**Selected text:**
Begin

A CURRENT AFFAIR
This article is from our archives and has not been updated and integrated with our "new" site yet... Even so, it's still awesome - so keep reading!
Published on Thu, Feb 3, 2011
By: The LACar Editorial Staff
By John-Fredrik Wright Pacific Coast Highway, also known as Highway 1, is a well-known road. The stretch through Orange County is one of the more beautiful parts; on par with the twisty sections of mid-California. One major difference is of course the amount of traffic on the road; the many lanes of the Orange County stretch often being overcrowded, and the emptiness of the more northern parts begging for some attention. Even if the wilderness is more pronounced up north, and most of the view enjoyed in Orange County is of the beach and Crystal Cove State Park, the occasional bird song can be heard throughout. The problem, however, is that sitting in a car surrounded by other cars (as in the OC), you will most likely not be able to fully enjoy your surroundings. “Easy!,” you might say, and suggest a convertible. There are plenty of those already on the road, but I have yet to hear birdsong from the driver’s seat of a Porsche convertible, or any other convertible for that matter. Until driving the Tesla Roadster S, I had no idea how it would feel to sit quietly at a stop light in the middle of the road and listen to the birds sing in the trees looming over the street.
The problem is usually the awesome power of the car, escaping in the form of noise from under the hood. Some might argue that the noise of a powerful V8 is part of the image, the look and feel of a performance vehicle. I now disagree. Put the Tesla Roadster Sport next to basically any sports car available, be it a V6, V8, V10, or even a V12, and it will quietly wait while the big engine flexes its muscles. Then, as the light turns green, the Tesla Roadster Sport will do something I have never felt in a car before, it will accelerate away from the competition in a quiet breeze. The noise heard will first mainly be wind passing over the car’s sleek lines, joined shortly by a high-pitched purr. The feeling is almost indescribable, like being shot from a slingshot in a constant acceleration likened to that felt in a fighter jet. The noisy competition is seen in the rear-view mirror, screaming to keep up, which is always a great feeling. Now, the Tesla has a top speed of about 125 mph, so eventually the roar of the ICE’s (internal combustion engines) will pay off, but how many roads are long enough for that anyway? After getting into the Tesla Roadster Sport, which the first time is basically a matter of falling into the seat and trusting that it will catch you, a quick glance around doesn’t really give any hint that you are not in a “normal” car. But then again, in a few years, who knows what normal might be? Looking around, there are buttons for shifting between park, drive and reverse, instead of the stick most of us are used to. The radio looks like a standard radio, nothing fancy. But then, what is this?, a screen we are not used to! Relax, if pilots can handle a multitude of screens and gauges, you can handle one extra LCD screen. Plus, it might tell you something you didn’t already know; like how many Gs you’re pushing. G-forces? Really? This really is like flying a fighter jet!

End

**Work to complete:**
A: Answer these from the Tesla Roadster article, one line each:
(i) What top speed does it give for the Tesla?
(ii) What does the car use for shifting between park, drive and reverse instead of a stick?
(iii) Which state park is part of the view on the Orange County stretch of the highway?
B: Summarize the Tesla Roadster article in two sentences.
C: Carry on writing the Tesla Roadster article from its final sentence.

**Excerpted data:**
Begin

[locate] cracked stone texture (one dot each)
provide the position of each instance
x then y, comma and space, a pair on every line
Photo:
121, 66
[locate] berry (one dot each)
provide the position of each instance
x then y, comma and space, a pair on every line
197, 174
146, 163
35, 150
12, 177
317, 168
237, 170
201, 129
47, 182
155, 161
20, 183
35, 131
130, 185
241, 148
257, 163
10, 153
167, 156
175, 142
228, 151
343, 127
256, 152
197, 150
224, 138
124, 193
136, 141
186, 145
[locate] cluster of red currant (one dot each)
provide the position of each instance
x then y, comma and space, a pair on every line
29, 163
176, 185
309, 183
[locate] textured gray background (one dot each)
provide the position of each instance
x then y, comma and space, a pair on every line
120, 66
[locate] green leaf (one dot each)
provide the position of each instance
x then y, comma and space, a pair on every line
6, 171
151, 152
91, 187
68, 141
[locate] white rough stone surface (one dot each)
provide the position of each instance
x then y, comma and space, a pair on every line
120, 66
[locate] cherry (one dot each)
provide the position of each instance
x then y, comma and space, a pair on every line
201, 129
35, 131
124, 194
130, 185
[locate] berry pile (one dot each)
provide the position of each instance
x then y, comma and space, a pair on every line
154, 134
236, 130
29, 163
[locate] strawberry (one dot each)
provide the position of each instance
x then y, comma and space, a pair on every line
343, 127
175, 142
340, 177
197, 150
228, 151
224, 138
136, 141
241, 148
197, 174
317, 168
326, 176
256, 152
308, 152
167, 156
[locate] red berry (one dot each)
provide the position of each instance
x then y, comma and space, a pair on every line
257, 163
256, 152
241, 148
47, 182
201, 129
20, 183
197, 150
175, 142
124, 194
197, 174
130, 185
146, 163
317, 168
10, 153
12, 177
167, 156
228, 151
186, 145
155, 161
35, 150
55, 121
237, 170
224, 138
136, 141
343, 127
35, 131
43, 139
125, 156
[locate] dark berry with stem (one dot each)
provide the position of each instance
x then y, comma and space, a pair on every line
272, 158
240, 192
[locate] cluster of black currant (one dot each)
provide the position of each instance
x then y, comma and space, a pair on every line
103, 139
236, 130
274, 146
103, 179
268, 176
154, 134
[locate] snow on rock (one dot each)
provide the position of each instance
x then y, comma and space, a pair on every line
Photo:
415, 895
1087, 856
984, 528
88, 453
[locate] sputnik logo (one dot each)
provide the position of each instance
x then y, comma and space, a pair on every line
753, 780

End

**Answers provided:**
A:
(i) About 125 mph.
(ii) Buttons.
(iii) Crystal Cove State Park.

B: On the crowded Orange County stretch of Pacific Coast Highway, the Tesla Roadster let the writer sit quietly at a stop light and hear birds singing, something the writer had yet to hear from the driver's seat of any convertible. When the light turns green, the car pulls away from loud V6, V8, V10 and V12 sports cars with little more than wind noise and a high-pitched purr, and its cabin looks mostly normal apart from shift buttons and an extra LCD screen that can show G-forces.

C:
Starting the engine reveals nothing out of the ordinary, until you try to start it again thinking that you had failed the first time. I guess that’s why the car gives you a little “ding-dong”, notifying you that it is on… just drive. Coasting along, one might forget that the car you’re in is not being propelled by explosions, and that all the power the car has, is available in an instant. You are easily reminded though; a touch of the gas pedal, and you’re off! The feeling of being pushed into your seat from such quick acceleration never gets old. Finding a hole, and changing lanes into it, is easy, just give her a little gas (or whatever it now should be called) and you’ll catch up effortlessly. Unbelievable. I guess it can be likened to the feeling you have the first tenth of a second when you floor it in a bumper car at Disney Land; I takes off! Well, the Tesla takes off, and it keeps going. Now, if you were getting sick of me preaching about the unbelievable whiplash acceleration the Tesla is capable of, let me settle down and see if it qualifies as a real mode of transportation, not just an unbelievably fast toy (sorry, that was the last time, I promise). I know I am in an electric car when people step out in front of me in the alley. Literally turning around with an expression that can only mean, “where did you come from?”. The funny thing is though, as the other boys in the parking lot turn heads by making noise, the Tesla turns even more by not saying anything.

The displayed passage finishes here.